Scan the records for the string "position" and copy every line that holds it.
═════ Exercise data ═════
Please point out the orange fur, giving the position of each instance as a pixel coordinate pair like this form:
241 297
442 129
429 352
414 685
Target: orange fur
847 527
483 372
═════
═════ Exercise data ═════
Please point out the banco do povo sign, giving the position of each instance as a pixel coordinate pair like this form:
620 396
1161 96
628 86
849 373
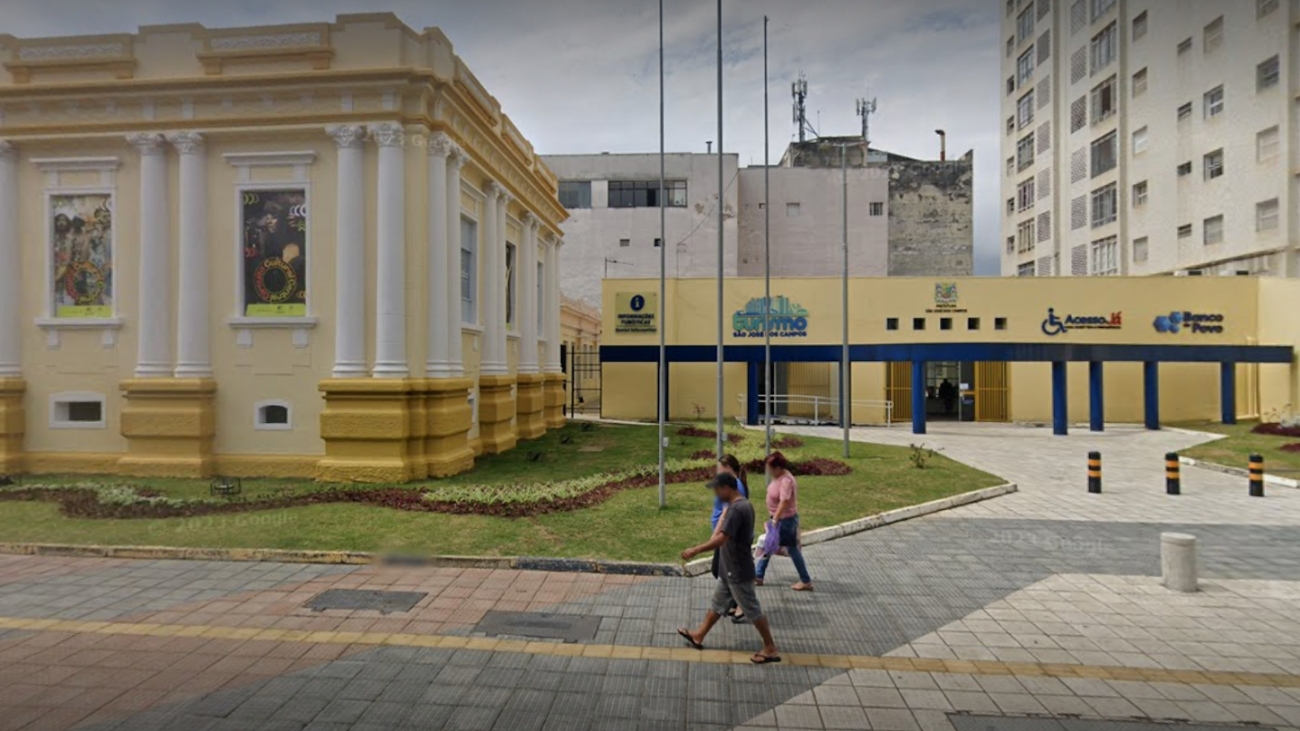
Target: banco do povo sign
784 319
═════
● Your response
Please point out the orange fur, giving the position of each instance as a pixel coordinate pair like this form:
Please point out the banco do povo sign, giving the position of each instance as a pixel coordinate pair like this form:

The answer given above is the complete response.